** Start of Text excerpt **

But 2011 was also a record year for anti-immigrant legislation. Five states (Alabama, Georgia, Indiana, South Carolina, and Utah) passed anti-immigrant bills modeled after Arizona’s 2010 law, SB 1070. In all, 164 anti-immigration laws were passed by state legislatures in 2010 and 2011.[2] Additionally, the Obama administration has already deported more immigrants than any previous administration in history, tearing families and communities apart and criminalizing whole populations.

Anti-union legislation is also on a runaway train of right-wing, corporate, oligarchic interests. 2011 saw the weakening or banning of public sector unions in Wisconsin, Michigan, and Indiana. This year, Indiana became the 23rd “Right-to-Work” state, and Georgia only weeks ago passed an anti-protest/anti-union bill, and the AZ state legislature is currently considering one. These efforts are aimed at reducing wages and benefits for all workers in the race to the bottom for bigger profits on the backs of workers.

** End of Text excerpt **
** Start of Data excerpts **

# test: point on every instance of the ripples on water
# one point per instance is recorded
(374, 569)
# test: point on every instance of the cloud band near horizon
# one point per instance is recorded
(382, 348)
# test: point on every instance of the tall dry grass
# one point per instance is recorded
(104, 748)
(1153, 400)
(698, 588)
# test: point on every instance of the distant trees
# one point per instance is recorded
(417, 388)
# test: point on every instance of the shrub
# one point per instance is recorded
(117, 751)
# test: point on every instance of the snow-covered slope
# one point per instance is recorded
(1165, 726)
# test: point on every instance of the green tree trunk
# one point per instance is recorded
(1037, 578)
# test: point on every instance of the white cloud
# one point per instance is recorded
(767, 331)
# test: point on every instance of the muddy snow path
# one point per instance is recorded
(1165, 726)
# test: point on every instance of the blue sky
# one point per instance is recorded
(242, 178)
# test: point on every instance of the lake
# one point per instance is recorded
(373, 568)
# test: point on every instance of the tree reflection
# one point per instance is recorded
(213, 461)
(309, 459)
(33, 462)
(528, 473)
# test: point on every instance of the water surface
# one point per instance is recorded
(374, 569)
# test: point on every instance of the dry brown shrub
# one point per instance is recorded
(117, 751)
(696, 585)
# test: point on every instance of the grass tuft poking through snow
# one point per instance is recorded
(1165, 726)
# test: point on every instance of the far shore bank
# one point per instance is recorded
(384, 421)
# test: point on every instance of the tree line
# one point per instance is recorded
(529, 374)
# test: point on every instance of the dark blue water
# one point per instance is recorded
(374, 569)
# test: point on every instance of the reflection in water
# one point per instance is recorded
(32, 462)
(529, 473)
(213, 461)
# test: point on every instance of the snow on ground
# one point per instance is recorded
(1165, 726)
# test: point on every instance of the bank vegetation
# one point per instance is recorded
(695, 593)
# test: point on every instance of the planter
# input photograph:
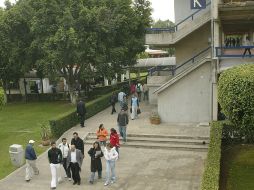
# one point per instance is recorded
(155, 121)
(45, 142)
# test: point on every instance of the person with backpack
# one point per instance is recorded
(139, 90)
(65, 147)
(95, 153)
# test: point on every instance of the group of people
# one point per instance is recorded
(71, 156)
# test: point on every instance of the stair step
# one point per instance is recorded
(151, 145)
(163, 136)
(159, 140)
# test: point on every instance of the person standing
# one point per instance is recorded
(113, 100)
(78, 142)
(30, 157)
(55, 158)
(74, 161)
(95, 154)
(134, 106)
(65, 147)
(81, 112)
(114, 139)
(122, 121)
(102, 134)
(247, 43)
(121, 98)
(111, 156)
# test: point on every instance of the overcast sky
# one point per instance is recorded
(162, 9)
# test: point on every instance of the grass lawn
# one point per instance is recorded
(20, 122)
(237, 171)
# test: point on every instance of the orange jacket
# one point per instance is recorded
(102, 134)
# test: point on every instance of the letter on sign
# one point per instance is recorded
(198, 4)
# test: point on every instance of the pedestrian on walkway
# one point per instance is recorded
(55, 158)
(81, 112)
(65, 147)
(122, 122)
(102, 134)
(114, 139)
(121, 98)
(74, 161)
(95, 154)
(78, 142)
(111, 156)
(31, 157)
(145, 91)
(113, 101)
(134, 106)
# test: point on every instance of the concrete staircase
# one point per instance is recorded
(186, 143)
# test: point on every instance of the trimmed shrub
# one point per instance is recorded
(211, 175)
(236, 97)
(67, 120)
(2, 98)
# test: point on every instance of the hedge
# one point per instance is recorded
(236, 97)
(2, 98)
(211, 175)
(67, 120)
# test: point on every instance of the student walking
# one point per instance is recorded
(113, 101)
(55, 158)
(74, 161)
(102, 134)
(111, 156)
(122, 121)
(65, 147)
(31, 157)
(134, 106)
(81, 112)
(114, 139)
(95, 154)
(78, 142)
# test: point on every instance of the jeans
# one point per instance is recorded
(55, 174)
(110, 171)
(30, 169)
(122, 131)
(93, 175)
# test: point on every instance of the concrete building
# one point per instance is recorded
(207, 40)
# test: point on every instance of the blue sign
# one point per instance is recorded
(198, 4)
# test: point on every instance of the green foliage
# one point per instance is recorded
(211, 175)
(236, 97)
(2, 98)
(69, 119)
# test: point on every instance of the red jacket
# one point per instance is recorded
(114, 139)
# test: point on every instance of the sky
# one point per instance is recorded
(162, 9)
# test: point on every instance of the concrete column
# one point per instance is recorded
(105, 81)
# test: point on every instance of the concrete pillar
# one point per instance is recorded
(105, 81)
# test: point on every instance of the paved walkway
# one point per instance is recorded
(137, 169)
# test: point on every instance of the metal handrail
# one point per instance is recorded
(175, 27)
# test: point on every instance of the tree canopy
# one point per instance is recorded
(72, 38)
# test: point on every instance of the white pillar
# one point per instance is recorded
(105, 81)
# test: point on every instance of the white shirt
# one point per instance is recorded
(73, 157)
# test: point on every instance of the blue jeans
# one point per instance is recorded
(110, 169)
(122, 131)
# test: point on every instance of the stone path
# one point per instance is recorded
(137, 169)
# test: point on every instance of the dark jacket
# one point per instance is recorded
(30, 153)
(81, 108)
(55, 156)
(79, 157)
(122, 119)
(95, 161)
(79, 144)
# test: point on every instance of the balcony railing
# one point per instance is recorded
(237, 51)
(175, 27)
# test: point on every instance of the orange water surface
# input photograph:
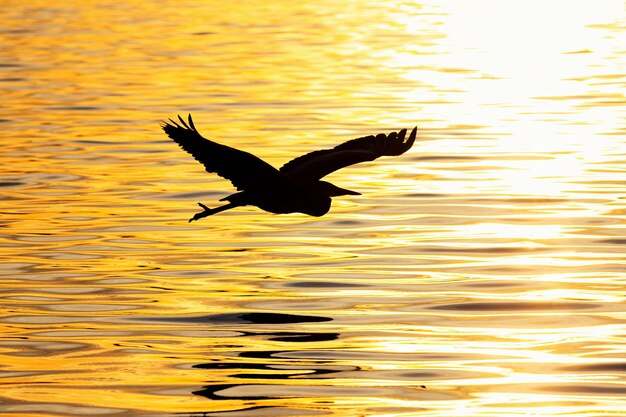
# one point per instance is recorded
(481, 274)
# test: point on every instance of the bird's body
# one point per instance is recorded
(297, 186)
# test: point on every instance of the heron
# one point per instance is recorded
(296, 187)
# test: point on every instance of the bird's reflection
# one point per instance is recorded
(297, 186)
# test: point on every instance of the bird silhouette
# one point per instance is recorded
(294, 188)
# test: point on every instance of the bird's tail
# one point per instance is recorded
(209, 211)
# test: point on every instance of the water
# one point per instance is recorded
(480, 274)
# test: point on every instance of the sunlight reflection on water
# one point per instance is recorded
(479, 274)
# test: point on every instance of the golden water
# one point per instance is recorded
(480, 274)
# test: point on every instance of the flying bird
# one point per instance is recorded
(294, 188)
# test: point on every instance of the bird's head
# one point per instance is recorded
(332, 190)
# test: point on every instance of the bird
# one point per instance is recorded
(296, 187)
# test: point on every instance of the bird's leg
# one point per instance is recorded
(206, 212)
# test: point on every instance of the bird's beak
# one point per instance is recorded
(342, 191)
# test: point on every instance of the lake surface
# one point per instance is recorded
(482, 273)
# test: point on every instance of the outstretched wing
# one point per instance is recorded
(244, 170)
(316, 165)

** End of Data excerpts **

Summarize the text on anti-immigrant and anti-union legislation above in two sentences.

In 2011, five states passed anti-immigrant bills modeled on Arizona's 2010 law SB 1070, state legislatures passed 164 anti-immigration laws across 2010 and 2011, and the Obama administration has deported more immigrants than any previous administration. Anti-union legislation is also advancing: public sector unions were weakened or banned in Wisconsin, Michigan, and Indiana in 2011, Indiana became the 23rd "Right-to-Work" state this year, and Georgia passed an anti-protest/anti-union bill while the Arizona legislature considers one.